Brief -> Reproduce all records exactly.

Materials provided ->
※ ※ ※

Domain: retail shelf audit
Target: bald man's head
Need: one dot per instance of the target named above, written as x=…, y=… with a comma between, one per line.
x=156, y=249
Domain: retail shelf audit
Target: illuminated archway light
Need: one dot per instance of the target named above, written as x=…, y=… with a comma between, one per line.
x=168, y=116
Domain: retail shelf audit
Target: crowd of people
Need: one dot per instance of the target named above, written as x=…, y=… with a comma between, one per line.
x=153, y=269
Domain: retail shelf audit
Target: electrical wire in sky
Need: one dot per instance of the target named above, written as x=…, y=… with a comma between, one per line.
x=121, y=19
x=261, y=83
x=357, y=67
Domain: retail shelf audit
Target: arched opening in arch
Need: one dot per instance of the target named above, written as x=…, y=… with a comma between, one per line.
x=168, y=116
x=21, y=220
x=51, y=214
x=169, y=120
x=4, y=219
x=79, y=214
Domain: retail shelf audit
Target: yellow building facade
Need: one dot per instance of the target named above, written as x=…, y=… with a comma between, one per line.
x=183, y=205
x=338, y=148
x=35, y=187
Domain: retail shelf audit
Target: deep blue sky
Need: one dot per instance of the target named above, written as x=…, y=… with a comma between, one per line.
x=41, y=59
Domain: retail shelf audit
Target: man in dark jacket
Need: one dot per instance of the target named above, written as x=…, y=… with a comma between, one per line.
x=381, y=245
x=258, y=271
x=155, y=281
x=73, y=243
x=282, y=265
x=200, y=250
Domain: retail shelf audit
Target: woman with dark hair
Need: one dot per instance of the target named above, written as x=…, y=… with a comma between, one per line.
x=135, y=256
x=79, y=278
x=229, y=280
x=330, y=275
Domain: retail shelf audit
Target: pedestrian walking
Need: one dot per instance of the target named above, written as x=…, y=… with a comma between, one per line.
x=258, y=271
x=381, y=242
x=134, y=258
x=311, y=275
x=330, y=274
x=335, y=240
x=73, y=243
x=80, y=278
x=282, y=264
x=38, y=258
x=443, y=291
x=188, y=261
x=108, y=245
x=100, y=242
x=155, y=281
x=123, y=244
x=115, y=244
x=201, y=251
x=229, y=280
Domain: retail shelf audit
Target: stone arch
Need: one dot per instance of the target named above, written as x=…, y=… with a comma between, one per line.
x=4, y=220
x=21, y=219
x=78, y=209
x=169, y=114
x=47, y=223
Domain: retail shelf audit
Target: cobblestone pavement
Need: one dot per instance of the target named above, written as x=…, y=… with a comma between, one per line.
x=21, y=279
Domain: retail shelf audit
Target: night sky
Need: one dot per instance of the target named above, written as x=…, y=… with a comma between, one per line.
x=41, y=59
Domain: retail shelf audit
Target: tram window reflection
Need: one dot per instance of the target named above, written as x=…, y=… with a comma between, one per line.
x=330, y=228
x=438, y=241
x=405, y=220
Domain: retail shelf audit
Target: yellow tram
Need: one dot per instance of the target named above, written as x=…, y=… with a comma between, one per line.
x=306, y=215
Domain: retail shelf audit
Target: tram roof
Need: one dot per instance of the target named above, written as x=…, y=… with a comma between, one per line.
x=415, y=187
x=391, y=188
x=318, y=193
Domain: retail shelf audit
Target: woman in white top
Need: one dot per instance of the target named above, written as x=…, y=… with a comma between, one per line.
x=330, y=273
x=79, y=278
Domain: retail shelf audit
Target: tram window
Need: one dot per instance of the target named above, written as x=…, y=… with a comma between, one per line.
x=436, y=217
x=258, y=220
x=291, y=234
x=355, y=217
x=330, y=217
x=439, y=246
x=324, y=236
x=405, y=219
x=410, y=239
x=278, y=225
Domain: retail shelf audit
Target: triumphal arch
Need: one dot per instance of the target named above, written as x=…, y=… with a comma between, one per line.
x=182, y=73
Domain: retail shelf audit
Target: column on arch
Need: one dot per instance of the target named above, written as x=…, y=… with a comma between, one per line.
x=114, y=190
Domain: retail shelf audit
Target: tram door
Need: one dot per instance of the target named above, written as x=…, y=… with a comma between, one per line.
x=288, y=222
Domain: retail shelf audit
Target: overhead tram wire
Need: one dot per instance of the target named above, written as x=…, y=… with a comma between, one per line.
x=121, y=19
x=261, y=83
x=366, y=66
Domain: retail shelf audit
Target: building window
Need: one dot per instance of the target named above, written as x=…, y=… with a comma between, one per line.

※ ※ ※

Output of the task ->
Domain: retail shelf audit
Target: bald man's head
Need: one dot per instance of the target named above, written as x=…, y=… with a comma between, one per line.
x=156, y=249
Domain: retail shelf audit
Target: illuminated archway light
Need: one dot per instance of the target named above, written as x=…, y=… with a comma between, one per line.
x=168, y=116
Domain: retail shelf audit
Target: crowd of people
Need: one dot per instance of the target named above, written as x=…, y=… with a comma between, one per line.
x=153, y=269
Domain: retail shelf audit
Target: electrical wire in sky
Need: one dot per instance of the target named above, written as x=…, y=… with a comma between, one per line.
x=121, y=19
x=261, y=83
x=357, y=67
Domain: retail shelf audit
Target: arched opening in arch
Need: one dot per instance of the target named above, written as x=…, y=… with a comma between, one per line.
x=168, y=116
x=21, y=220
x=51, y=214
x=169, y=120
x=4, y=219
x=79, y=214
Domain: retail shelf audit
Target: yellow building facade
Need: one dot per instance of the target named above, written as x=…, y=… with a comma between, one per line.
x=183, y=205
x=338, y=148
x=35, y=187
Domain: retail shelf audit
Target: deep blue sky
Need: one dot per instance of the target named above, written as x=…, y=… with a comma between, one per line.
x=41, y=59
Domain: retail shelf audit
Target: man in dark jacket
Need: one dot per instance of the target named above, written as x=…, y=… with a comma between, one per line.
x=381, y=245
x=258, y=271
x=155, y=281
x=73, y=243
x=282, y=265
x=200, y=250
Domain: retail shelf audit
Target: woman with dark hair
Need: one dot per instance of the target named above, written as x=…, y=… with a comma between, one per line.
x=135, y=256
x=79, y=278
x=229, y=280
x=330, y=275
Domain: retail shelf audit
Target: pedestrian walking
Need: one dot per instance of the target named above, written as x=…, y=… with a comma between, one per line.
x=258, y=271
x=381, y=242
x=134, y=258
x=311, y=275
x=330, y=274
x=335, y=240
x=73, y=243
x=80, y=278
x=282, y=264
x=38, y=258
x=443, y=291
x=188, y=261
x=108, y=245
x=100, y=242
x=155, y=281
x=123, y=244
x=115, y=244
x=201, y=251
x=229, y=280
Domain: retail shelf audit
Target: stone arch
Need: one dot per instance of the target named above, written as x=…, y=… with a comma between, one per line.
x=4, y=220
x=21, y=219
x=78, y=209
x=169, y=114
x=47, y=223
Domain: retail shelf audit
Target: cobblestone pavement
Need: one dot per instance of the target named above, written as x=…, y=… with a comma between, one per line.
x=21, y=279
Domain: retail shelf audit
Target: night sky
Need: one dot per instance of the target named above, written as x=…, y=… with a comma between, one per line.
x=41, y=59
Domain: retail shelf audit
Target: tram window reflection
Need: one dot per instance of the target named above, written as x=…, y=… with a comma between, one per line.
x=330, y=228
x=438, y=241
x=405, y=220
Domain: retail shelf audit
Target: yellow tram
Need: one dot per instance of the target named above, written as x=…, y=… with a comma between, one per line.
x=306, y=215
Domain: retail shelf audit
Target: tram roof
Need: one dot per instance of the target named above, written as x=…, y=… with a comma between, one per line.
x=415, y=187
x=391, y=188
x=318, y=193
Domain: retail shelf audit
Target: woman in white top
Need: one dot per instance of the target named above, written as x=…, y=… with a comma between, one per line.
x=330, y=273
x=79, y=278
Domain: retail shelf audit
Target: tram window
Need: one dot per instance of the target named above, written as x=…, y=… with a comma between, one per line.
x=436, y=217
x=258, y=220
x=291, y=234
x=355, y=217
x=330, y=217
x=439, y=246
x=324, y=236
x=405, y=219
x=410, y=239
x=278, y=225
Domain: retail shelf audit
Target: triumphal arch
Need: one dot per instance of the target named above, written as x=…, y=… with a comma between, one per line.
x=182, y=73
Domain: retail shelf audit
Target: column on arch
Need: one dot per instance of the target named above, written as x=…, y=… with a comma between, one per line.
x=114, y=190
Domain: retail shelf audit
Target: tram door
Need: one dot per instance of the target named above, written as x=…, y=… with a comma between, one per line.
x=288, y=222
Domain: retail shelf audit
Target: overhead tram wire
Need: one dot per instance of the target named above, written as x=…, y=… with a comma between, one per line.
x=121, y=19
x=261, y=83
x=366, y=66
Domain: retail shelf audit
Target: building window
Need: one dot per instance of the target named above, written as x=…, y=… with a comma between, one per line.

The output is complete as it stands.